>> start EXCERPTED DATA
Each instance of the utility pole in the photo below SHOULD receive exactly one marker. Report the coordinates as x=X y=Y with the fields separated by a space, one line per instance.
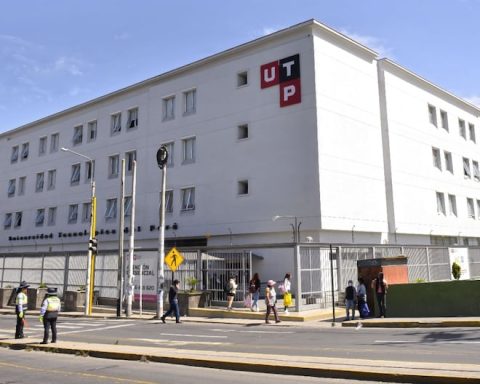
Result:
x=162 y=158
x=131 y=243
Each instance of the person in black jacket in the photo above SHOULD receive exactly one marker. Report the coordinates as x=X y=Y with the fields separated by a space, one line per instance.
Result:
x=173 y=300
>> end EXCERPTED DATA
YOUR INSTRUCTIONS:
Turn the lines above into a Markdown table with the columns Row and Line, giving each row a number and leaving out any blank lines. Keep the pictures out of the table.

WRITTEN SOLUTION:
| Row | Line |
|---|---|
| 1 | Each instance of the utility pole in the photo below SHOULD receive exactly one marker. Report the coordinates as x=X y=Y with the fields separated by a space, one line per instance. |
| 2 | Result: |
| 3 | x=162 y=158 |
| 4 | x=131 y=243 |
| 5 | Each instance of the person in black jacket in the photo above SHOULD receive exactly one marker. Report the coordinates as x=X y=Y with the fields separated by a space, one line per instance. |
| 6 | Result: |
| 7 | x=173 y=300 |